What is being asked: List, in order of appearance, every word or passage that the passage below about Niloofar Rahmani encloses in quotation marks.

Provided passage:
----
The “glass ceiling” in Islamist societies is much thicker than anything Western feminists complain about. Case in point: the first female Afghan pilot, 21-year-old Niloofar Rahmani, who says she has been driven to the verge of quitting her “dream job” by death threats from the Taliban, and even from members of her own extended family.
“Her parents and siblings also fear for their lives, and the family of eight lives in hiding, their comfortable middle-class life lost,” the Wall Street Journal reports.
Rahmani says the first threats were delivered via phone, by angry men shouting in a language she did not speak. In the summer of 2013, the first written threat was dumped on her doorstep: “You have not taken our threats seriously. Islam has instructed women not to work with the Americans or British. If you carry on doing your job, you will be responsible for your destruction and that of your family.”
The letter, signed by a branch of the Pakistani Taliban, instructed Rahmani to “learn from Malala Yousafzai.” They probably should have thought that message through a bit further, since Yousafzai, a courageous critic of Islamist misogyny, survived a murderous attack and went on to win the Nobel Prize while still a teenager. Her attackers (or, at least, a group of Usual Suspects standing in for them) were recently given life sentences in Pakistan, while she celebrated her 18th birthday a few weeks ago by opening a school for refugees in Syria.
Of course, the lesson Rahmani was supposed to learn was the “driven out of your home after nearly dying at the hands of a thug squad” bit. Unfortunately, members of her own extended family joined the Taliban, describing her as a tool of American imperialism (and even the alleged forced spread of Christianity by U.S. forces!) and demanding she be punished for bringing “shame” to the clan. Members of her family have been attacked, sometimes physically.
----
Given information:

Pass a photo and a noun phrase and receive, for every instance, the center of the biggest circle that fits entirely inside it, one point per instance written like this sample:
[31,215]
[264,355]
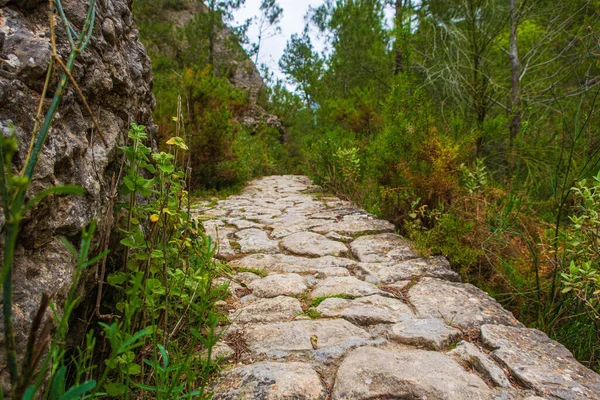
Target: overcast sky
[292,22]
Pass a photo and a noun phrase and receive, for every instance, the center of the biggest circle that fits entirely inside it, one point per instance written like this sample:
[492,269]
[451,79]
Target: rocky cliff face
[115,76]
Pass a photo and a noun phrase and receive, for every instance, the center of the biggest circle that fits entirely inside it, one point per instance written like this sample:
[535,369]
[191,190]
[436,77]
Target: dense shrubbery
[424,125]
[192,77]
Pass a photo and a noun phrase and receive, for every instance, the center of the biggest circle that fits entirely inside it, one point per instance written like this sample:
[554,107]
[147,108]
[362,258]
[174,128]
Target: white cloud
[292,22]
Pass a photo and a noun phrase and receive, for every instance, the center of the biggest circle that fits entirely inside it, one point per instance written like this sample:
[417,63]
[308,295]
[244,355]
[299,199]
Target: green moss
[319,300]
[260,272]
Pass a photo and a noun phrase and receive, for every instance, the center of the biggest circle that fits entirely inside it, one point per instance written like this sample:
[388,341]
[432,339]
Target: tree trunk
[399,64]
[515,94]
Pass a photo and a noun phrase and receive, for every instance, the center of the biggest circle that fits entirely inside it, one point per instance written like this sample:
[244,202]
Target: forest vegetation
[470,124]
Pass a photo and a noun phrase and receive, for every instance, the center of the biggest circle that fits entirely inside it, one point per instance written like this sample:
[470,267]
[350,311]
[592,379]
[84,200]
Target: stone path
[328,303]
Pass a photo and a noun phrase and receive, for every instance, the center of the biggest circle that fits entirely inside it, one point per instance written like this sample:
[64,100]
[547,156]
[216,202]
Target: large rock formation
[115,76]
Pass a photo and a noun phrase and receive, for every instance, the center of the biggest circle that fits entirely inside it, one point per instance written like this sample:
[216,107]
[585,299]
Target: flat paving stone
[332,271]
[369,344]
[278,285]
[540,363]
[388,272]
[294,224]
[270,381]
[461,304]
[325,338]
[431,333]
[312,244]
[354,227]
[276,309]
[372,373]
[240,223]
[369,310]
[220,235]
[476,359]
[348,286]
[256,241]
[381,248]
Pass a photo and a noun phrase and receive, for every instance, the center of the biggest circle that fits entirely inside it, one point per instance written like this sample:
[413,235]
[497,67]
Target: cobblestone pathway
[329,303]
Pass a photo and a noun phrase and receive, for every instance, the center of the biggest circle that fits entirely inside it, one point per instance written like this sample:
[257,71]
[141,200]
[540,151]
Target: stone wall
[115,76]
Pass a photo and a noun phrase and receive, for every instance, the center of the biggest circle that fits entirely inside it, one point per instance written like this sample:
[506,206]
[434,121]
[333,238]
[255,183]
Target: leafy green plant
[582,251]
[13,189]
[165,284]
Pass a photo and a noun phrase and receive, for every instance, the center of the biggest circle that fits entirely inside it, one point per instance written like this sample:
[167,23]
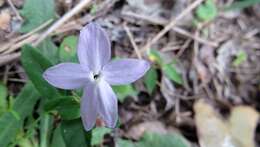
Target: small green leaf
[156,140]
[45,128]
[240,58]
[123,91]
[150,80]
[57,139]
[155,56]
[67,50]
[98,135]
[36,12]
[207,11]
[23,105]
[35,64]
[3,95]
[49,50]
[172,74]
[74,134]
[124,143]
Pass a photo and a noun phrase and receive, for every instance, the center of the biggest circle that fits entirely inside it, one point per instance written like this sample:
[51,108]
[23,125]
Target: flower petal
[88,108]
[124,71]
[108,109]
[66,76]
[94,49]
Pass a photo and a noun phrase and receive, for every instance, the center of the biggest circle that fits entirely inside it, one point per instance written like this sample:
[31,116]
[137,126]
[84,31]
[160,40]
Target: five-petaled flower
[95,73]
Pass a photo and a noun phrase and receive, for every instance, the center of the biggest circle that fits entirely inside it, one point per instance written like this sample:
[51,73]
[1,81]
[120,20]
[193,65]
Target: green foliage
----
Answer space:
- glass ceiling
- dream job
- Her parents and siblings also fear for their lives, and the family of eight lives in hiding, their comfortable middle-class life lost,
- You have not taken our threats seriously. Islam has instructed women not to work with the Americans or British. If you carry on doing your job, you will be responsible for your destruction and that of your family.
- learn from Malala Yousafzai.
- driven out of your home after nearly dying at the hands of a thug squad
- shame